Given data
>>>
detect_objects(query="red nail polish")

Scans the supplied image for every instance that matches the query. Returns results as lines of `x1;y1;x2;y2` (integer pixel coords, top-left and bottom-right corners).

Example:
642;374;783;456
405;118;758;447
<<<
Requirement
Rewrite the data above as a numbered list, one entry per line, and leave out the blank lines.

In response
1. detect_objects(query="red nail polish")
2. Scans the supplied image for every instance that matches the query. Returns results as lines of `x1;y1;x2;y2` (integer pixel coords, top-left and bottom-right corners).
3. Example:
4. 642;374;783;456
5. 405;118;758;447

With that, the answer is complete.